Teks Dokumen:
Mereka mengecor kaki mereka dengan semen sebagai bentuk
protes terhadap pendirian pabrik semen PT Semen Indonesia di Rembang. "Sembilan Kartini
Pegunungan Kendeng" tersebut merupakan para petani yang berasal dari
Rembang, Pati, Blora, dan Grobogan.
Secercah harapan sempat muncul ketika Presiden Joko
Widodo mengundang sembilan Kartini Kendeng untuk berdialog di
Istana Negara, Selasa (2/8/2016).
Dari pertemuan itu, pemerintah berjanji akan melakukan
kajian lingkungan hidup strategis (KLHS) di Pegunungan Kendeng.
Selama kajian dilakukan, pabrik semen dilarang untuk
beroperasi. Kajian dilakukan di bawah koordinasi Kepala Staf Kepresidenan
dengan melibatkan berbagai instansi, mulai dari Kementerian Lingkungan
Hidup dan Kehutanan, Kementerian ESDM, hingga pemerintah daerah setempat.
Namun, Gubernur Jawa Tengah Ganjar Pranowo justru
mengeluarkan izin baru untuk PT Semen Indonesia di wilayah Pegunungan
Kendeng bernomor 660.1/6 Tahun 2017 tertanggal 23 Februari 2017.
Terbitnya izin lingkungan baru membuat Petani Kendeng
kembali melakukan aksi mengecor kaki pada Senin (13/3/2017) hingga Senin (20/3/2017).

Bahan yang Disediakan:

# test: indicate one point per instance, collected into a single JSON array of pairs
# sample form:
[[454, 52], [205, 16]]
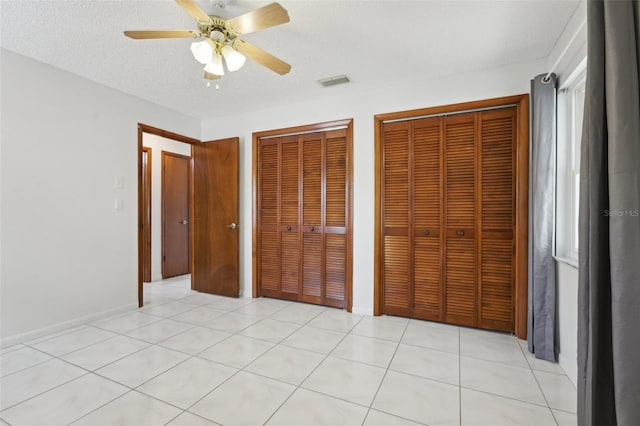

Latihan Tertulis: Tuliskan kembali dengan tepat bagian teks tentang protes petani Kendeng yang diawali kata-kata "Dari pertemuan itu, pemerintah" dan diakhiri "pemerintah daerah setempat.". Baris-baris di atas tidak berkaitan dengan teks tentang protes petani Kendeng.

Hasil Tugas:
Dari pertemuan itu, pemerintah berjanji akan melakukan
kajian lingkungan hidup strategis (KLHS) di Pegunungan Kendeng.
Selama kajian dilakukan, pabrik semen dilarang untuk
beroperasi. Kajian dilakukan di bawah koordinasi Kepala Staf Kepresidenan
dengan melibatkan berbagai instansi, mulai dari Kementerian Lingkungan
Hidup dan Kehutanan, Kementerian ESDM, hingga pemerintah daerah setempat.